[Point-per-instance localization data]

★ ★ ★

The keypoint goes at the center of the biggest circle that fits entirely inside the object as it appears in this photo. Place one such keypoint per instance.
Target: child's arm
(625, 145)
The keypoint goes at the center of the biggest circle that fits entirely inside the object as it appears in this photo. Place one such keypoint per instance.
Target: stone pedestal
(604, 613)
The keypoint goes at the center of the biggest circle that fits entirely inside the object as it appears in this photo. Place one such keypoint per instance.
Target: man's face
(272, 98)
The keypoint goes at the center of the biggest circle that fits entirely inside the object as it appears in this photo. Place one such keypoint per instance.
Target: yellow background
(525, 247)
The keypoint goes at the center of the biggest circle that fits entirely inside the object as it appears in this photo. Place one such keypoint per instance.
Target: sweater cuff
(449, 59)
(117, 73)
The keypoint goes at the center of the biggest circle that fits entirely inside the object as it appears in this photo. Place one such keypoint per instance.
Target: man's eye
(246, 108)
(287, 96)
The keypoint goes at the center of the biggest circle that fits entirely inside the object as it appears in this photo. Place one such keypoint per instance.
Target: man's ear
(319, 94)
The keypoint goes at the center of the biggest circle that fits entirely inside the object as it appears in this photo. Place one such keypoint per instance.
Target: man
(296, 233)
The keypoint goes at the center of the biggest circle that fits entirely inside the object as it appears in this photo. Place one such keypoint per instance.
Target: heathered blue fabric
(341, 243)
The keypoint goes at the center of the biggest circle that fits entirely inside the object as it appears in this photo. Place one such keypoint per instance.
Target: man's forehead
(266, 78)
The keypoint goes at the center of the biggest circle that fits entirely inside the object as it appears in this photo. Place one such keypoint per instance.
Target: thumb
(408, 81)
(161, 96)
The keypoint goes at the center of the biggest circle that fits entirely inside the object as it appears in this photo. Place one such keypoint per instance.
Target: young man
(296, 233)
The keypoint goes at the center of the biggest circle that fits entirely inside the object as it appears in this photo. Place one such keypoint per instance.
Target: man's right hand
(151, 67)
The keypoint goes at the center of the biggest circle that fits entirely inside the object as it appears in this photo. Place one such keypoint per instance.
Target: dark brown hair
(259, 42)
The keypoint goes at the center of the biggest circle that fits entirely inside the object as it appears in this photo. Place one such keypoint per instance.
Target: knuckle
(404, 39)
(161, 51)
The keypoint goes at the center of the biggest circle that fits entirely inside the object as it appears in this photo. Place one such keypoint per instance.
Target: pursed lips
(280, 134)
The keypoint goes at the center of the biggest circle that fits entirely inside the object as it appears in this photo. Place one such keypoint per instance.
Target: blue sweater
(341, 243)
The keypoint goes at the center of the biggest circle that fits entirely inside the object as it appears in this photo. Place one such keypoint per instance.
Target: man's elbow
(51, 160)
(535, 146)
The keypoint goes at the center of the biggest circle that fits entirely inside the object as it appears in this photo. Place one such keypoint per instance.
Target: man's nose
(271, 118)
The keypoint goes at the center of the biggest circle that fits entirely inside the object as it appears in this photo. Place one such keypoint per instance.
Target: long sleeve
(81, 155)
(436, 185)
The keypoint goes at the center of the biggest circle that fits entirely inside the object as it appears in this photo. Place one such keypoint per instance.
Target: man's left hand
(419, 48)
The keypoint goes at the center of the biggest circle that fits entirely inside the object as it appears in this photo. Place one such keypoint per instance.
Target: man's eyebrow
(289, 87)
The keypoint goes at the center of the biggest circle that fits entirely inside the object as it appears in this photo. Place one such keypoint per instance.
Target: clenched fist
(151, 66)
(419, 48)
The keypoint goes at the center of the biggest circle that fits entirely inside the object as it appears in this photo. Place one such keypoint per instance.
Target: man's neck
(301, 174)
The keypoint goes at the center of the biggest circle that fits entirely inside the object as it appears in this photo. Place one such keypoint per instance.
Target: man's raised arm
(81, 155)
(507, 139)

★ ★ ★

- [What you will do] The expected response is the full set of records, reproduced exactly.

- [Solution below]
The keypoint goes at the center of the biggest circle that fits entirely inside the object as it appears in this photo. Place one such keypoint per instance.
Target: child's arm
(625, 145)
The keypoint goes at the center of the biggest circle that fits entirely inside the object as it appears in this photo. Place one such keypoint per instance.
Target: stone pedestal
(604, 613)
The keypoint goes at the center of the biggest circle that fits entirely inside the object as it appears in this photo. Place one such keypoint per instance.
Target: man's face
(272, 98)
The keypoint goes at the center of the biggest circle that fits entirely inside the object as it appears in this photo. Place one such keypoint per instance.
Target: yellow background
(525, 247)
The keypoint goes at the center of the biggest circle that fits entirely inside the object as it appears in this photo. Place one such keypoint per instance.
Target: sweater cuff
(449, 59)
(117, 73)
The keypoint goes at the center of the biggest circle that fits entirely inside the object as it appears in this photo. Place one such keypoint per instance.
Target: man's eye
(246, 108)
(287, 96)
The keypoint goes at the center of the biggest circle that fits entirely inside the object as it appears in this photo. Place one such keypoint per instance.
Target: man's ear
(319, 94)
The keypoint goes at the center of the biggest circle that fits entirely inside the object as it appears in this photo. Place one such keypoint per instance.
Target: man
(296, 233)
The keypoint goes at the center of the biggest circle that fits entirely inside the object as it appears in this photo. Place one such keypoint per instance.
Target: heathered blue fabric
(341, 243)
The keypoint goes at the center of the biggest circle that fits entirely inside the object as it appears in this photo. Place one such keypoint per instance.
Target: man's forehead
(266, 78)
The keypoint goes at the center of the biggest circle that fits entirely inside the object as it appears in this photo. Place one such keypoint per instance.
Target: thumb
(408, 81)
(161, 96)
The keypoint goes at the center of the biggest circle that fits entirely inside the object as it appears in this photo. Place one such keypoint per instance.
Target: young man
(296, 233)
The keypoint goes at the center of the biggest circle that fits entirely inside the object as it appears in this photo. Place one such keypoint per instance.
Target: man's right hand
(151, 67)
The keypoint goes at the center of the biggest circle that fits entirely inside the object as it appears in this photo. Place one such keypoint per instance.
Target: dark brown hair
(259, 42)
The keypoint goes at the center of the biggest circle that fits entirely inside the object as it appears in this photo. Place one such keypoint per instance.
Target: knuckle
(404, 39)
(161, 51)
The keypoint goes at the center of the biggest circle that fits entirely inside the object as it appears in this photo. Place one such keypoint per instance.
Target: pursed lips
(280, 134)
The keypoint goes at the center of the biggest circle that fits entirely inside the object as it appears in this photo. Place one such keypoint per instance.
Target: blue sweater
(341, 243)
The keypoint goes at the center of the biggest circle that fits entirely inside the object as it appears in this photo. Place one such keypoint per instance.
Target: man's elbow
(51, 160)
(535, 146)
The keypoint goes at the center of the biggest circle that fits entirely inside the object as it appears in this photo. Place one such keypoint per instance.
Target: man's nose
(271, 118)
The keypoint goes at the center of the biggest circle that fits entirely inside the object as it appears in this photo. Place one such keypoint per instance.
Target: long sleeve
(81, 155)
(436, 185)
The keypoint goes at the center of the biggest circle that fits entirely inside the object as it appears in this photo. Place one such keypoint per instance.
Target: man's left hand
(419, 48)
The keypoint goes at the center of the biggest circle that fits entirely inside the object as it appears in this photo. Place one such keypoint per instance.
Target: man's eyebrow
(289, 87)
The keypoint goes at the center of the biggest circle that fits entirely inside the object as it appears in this photo. Place one such keypoint per instance.
Target: clenched fist
(151, 66)
(419, 48)
The keypoint goes at the center of the biggest circle that fits entirely inside the object as it appears in this photo. Place one such keypoint per instance.
Target: man's neck
(301, 174)
The keypoint goes at the center of the biggest circle that fits entirely inside the object as it appears in this photo. Place one such keypoint per instance.
Target: man's raised arm
(81, 155)
(507, 139)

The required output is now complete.